━━━━━ EXTRAIT FOURNI ━━━━━

Je ne le dis toujours pas assez.
Rien peut-être ne justifie davantage l’existence de la poésie et son nécessaire
partage que le lien singulier qu’elle invente – lorsqu’elle en est capable –
entre la parole et la vie. Que cette façon qu’elle a de retenir et de prolonger
sur un plan d’expression les impressions de toutes natures qui agitent notre
sensibilité, sollicitent nos représentations, nourrissent nos sentiments,
tentent de s’organiser en pensée et configurent et reconfigurent en permanence
nos plus ou moins mobiles et résistantes personnalités.
Et sans doute que c’est là, dans
cette attention que le poète met à trouver des paroles qui répondent, avec le
degré de justesse formelle et d’évidence intime qui lui convient, aux diverses
et particulières façons qu’il a d’être au monde, vivant, que se trouve
l’utilité majeure de l’activité poétique qui est de témoigner de notre capacité
à ressaisir, ne serait-ce qu’un peu, ce qui souvent nous bouleverse et
d’entraîner chacun, même si c’est là un beau rêve, à ressentir et repenser à
son tour, moins solitairement, sa vie.

━━━━━

• [À FAIRE] Recopiez le passage du texte sur la poésie qui va de « Rien peut-être ne » jusqu'à « et résistantes personnalités. » inclus. Le matériel fourni n'a aucun lien avec le texte sur la poésie.

━━━━━ MATÉRIEL FOURNI ━━━━━

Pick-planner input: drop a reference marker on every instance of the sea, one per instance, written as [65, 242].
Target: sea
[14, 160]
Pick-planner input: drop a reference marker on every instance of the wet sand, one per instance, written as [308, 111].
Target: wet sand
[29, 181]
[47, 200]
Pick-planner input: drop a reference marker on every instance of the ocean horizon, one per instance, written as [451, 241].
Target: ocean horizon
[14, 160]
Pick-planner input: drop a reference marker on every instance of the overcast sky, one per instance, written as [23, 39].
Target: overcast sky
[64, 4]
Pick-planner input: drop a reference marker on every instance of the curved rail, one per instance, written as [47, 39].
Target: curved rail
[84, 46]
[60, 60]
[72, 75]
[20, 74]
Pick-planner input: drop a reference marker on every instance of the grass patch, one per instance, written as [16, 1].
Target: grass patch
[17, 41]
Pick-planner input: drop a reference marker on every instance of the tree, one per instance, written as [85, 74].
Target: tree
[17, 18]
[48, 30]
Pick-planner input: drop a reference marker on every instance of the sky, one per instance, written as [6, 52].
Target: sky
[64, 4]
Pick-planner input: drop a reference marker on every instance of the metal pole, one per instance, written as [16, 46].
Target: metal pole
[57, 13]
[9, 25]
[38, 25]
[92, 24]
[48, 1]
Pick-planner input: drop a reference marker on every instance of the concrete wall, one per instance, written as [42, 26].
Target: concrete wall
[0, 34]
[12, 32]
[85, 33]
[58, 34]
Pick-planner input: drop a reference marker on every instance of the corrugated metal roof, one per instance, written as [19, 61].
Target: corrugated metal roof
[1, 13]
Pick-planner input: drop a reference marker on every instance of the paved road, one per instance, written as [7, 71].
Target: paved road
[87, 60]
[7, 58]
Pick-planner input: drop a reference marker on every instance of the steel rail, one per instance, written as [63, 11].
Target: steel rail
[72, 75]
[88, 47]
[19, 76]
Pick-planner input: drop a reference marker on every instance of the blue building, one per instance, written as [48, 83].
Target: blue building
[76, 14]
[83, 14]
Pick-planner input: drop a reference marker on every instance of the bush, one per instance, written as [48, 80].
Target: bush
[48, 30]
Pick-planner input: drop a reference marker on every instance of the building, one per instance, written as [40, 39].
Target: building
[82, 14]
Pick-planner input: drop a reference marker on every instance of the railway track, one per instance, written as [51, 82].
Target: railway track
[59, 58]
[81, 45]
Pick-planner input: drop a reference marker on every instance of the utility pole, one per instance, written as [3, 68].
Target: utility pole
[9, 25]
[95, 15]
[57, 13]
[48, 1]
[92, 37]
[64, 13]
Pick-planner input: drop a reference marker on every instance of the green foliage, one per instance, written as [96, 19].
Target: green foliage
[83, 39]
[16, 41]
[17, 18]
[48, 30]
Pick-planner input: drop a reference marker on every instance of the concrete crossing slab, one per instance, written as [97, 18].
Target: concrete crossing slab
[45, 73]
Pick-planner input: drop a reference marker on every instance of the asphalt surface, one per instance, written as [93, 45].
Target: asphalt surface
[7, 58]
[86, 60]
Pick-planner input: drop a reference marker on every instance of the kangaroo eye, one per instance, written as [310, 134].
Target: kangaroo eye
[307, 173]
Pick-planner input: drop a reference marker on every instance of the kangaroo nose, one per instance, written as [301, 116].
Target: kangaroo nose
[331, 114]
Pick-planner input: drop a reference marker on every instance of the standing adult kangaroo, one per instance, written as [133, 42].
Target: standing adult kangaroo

━━━━━

• [RÉSULTAT]
Rien peut-être ne justifie davantage l’existence de la poésie et son nécessaire
partage que le lien singulier qu’elle invente – lorsqu’elle en est capable –
entre la parole et la vie. Que cette façon qu’elle a de retenir et de prolonger
sur un plan d’expression les impressions de toutes natures qui agitent notre
sensibilité, sollicitent nos représentations, nourrissent nos sentiments,
tentent de s’organiser en pensée et configurent et reconfigurent en permanence
nos plus ou moins mobiles et résistantes personnalités.